EXERCISE TASK:
Reproduce all of the records below word for word, but leave out the pictures.

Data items

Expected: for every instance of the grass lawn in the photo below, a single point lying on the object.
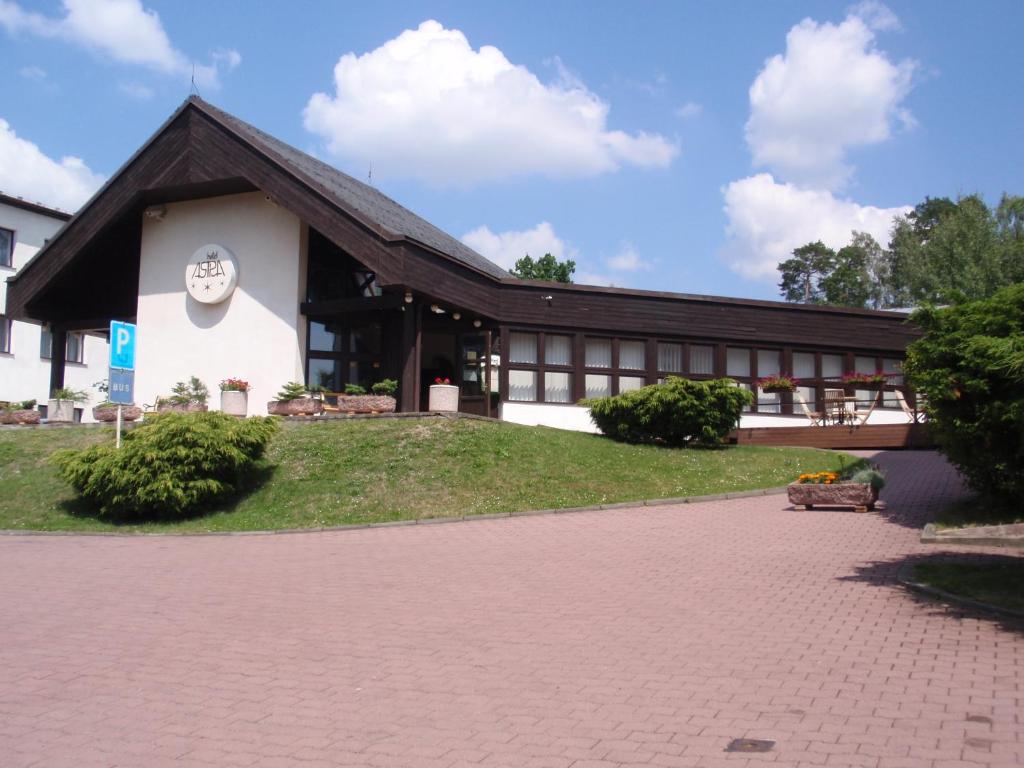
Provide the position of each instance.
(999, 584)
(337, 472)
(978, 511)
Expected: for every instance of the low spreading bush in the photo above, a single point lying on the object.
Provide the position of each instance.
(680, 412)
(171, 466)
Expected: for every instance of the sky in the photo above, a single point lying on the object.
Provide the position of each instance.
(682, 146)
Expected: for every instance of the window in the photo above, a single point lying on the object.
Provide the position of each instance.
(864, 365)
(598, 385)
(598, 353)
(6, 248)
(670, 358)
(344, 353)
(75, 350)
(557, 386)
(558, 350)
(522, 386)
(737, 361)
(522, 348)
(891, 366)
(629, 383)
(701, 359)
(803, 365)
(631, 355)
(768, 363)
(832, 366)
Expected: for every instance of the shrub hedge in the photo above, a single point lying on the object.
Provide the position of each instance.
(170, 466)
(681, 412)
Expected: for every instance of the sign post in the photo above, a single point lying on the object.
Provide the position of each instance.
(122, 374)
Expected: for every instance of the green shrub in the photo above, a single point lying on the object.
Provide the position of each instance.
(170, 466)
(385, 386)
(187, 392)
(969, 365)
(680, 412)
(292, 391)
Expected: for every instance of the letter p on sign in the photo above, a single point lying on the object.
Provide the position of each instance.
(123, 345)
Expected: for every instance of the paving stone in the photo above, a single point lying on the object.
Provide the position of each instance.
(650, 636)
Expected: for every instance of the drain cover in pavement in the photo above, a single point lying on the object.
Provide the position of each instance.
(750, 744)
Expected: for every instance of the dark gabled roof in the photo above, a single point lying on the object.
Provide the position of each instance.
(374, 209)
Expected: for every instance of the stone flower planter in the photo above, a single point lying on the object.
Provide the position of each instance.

RESULT:
Expected: for every instance of the grass lawn in the photo below, a single point lying on the object.
Provide the position of each instance.
(999, 584)
(337, 472)
(978, 511)
Expected: for every instance of the low spreading bush in the photo above, a single point lying on the object.
Provide the position of each instance.
(680, 412)
(171, 466)
Expected: for every instance of the sky in the photo above, a single point lying on the object.
Provide the position of each instance.
(682, 146)
Expected: for every instance of the window in the photo above, a single point lying on the object.
Provide the position of each instance.
(864, 365)
(598, 385)
(598, 353)
(6, 248)
(670, 358)
(344, 353)
(75, 350)
(557, 386)
(558, 350)
(522, 386)
(737, 361)
(522, 348)
(891, 366)
(629, 383)
(701, 359)
(803, 365)
(631, 355)
(768, 363)
(832, 366)
Expected: for every instance of the shrub hedge in the photo above, a single point lying on the object.
Provide the position of each instance.
(170, 466)
(681, 412)
Expected: for every instance of the sign post in the photo above, a single point lying on the object.
Provide the position of each instance.
(122, 374)
Expected: for every instance of the green shrub in the photo above, a single point lying on the object.
Provide the position of each instance.
(170, 466)
(385, 386)
(187, 392)
(969, 365)
(680, 412)
(292, 391)
Expected: for every instance of the letter p on sign in the photo above, a single point lying on the object.
Provide the position of each instance.
(123, 345)
Expected: for every instance of the paving stone in the photo above, a single point lying on the object.
Provide the position of each instance.
(650, 636)
Expected: for every instance of the drain cover in pavement in the photo above, a single point lying on the object.
Provide the position of each instance.
(750, 744)
Expected: for every instance of the dark gabled roof in the photo above, a single point lying on the object.
Provide the position of each instance.
(374, 209)
Expected: for every instance of the stone flower planter in the photo above, a single point lying on the object.
Provide the position of each instance.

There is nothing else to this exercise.